*Given data*:
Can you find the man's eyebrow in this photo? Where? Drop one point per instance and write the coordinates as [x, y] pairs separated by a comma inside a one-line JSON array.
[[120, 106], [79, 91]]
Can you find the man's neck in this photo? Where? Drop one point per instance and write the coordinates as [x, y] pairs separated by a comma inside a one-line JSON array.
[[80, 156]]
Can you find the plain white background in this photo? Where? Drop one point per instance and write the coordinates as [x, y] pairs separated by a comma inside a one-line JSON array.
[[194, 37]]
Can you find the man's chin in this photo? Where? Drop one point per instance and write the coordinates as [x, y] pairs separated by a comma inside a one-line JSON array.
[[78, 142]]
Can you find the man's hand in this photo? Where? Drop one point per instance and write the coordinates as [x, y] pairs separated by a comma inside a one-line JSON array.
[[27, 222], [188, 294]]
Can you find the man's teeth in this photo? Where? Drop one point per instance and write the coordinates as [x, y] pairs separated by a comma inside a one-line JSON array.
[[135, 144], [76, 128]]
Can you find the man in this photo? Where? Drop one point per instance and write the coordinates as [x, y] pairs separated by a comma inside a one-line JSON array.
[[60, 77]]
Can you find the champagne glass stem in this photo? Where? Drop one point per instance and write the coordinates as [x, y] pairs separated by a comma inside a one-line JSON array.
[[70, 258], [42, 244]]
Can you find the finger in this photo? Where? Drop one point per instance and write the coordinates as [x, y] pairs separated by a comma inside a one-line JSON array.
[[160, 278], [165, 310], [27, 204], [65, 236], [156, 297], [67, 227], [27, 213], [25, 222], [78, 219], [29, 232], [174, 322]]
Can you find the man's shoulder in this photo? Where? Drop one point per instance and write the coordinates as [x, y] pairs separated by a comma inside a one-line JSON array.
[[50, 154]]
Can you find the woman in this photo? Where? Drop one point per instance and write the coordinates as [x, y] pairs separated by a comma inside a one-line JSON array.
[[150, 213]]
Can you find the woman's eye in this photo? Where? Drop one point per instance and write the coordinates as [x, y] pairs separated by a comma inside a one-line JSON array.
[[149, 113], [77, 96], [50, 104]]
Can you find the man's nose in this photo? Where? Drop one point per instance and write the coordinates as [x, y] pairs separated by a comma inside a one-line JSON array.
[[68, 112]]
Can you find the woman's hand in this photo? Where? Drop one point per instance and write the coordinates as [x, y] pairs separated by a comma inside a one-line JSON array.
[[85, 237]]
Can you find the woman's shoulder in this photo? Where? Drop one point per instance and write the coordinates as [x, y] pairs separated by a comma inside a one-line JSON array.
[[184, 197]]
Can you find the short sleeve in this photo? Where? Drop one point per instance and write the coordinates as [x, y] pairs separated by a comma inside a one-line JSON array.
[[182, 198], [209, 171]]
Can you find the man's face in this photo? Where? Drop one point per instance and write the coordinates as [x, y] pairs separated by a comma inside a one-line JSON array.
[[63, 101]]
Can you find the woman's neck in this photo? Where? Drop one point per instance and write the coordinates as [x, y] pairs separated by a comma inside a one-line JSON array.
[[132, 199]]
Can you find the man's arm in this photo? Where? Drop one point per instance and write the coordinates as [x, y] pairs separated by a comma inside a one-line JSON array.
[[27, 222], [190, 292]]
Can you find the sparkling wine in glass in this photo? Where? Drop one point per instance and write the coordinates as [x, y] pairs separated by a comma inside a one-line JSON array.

*Given exercise*:
Can you write out the lines again, starting at the one that has "Can you find the woman's neck" and stopping after the one that has "[[132, 199]]", with 94 added to every coordinate in the answers and everything else left unchanged?

*Expected output*:
Can you find the woman's neck in this photo? Where? Drop one point per instance and write the coordinates as [x, y] pairs separated by a comma inside a one-line JSON array.
[[226, 293]]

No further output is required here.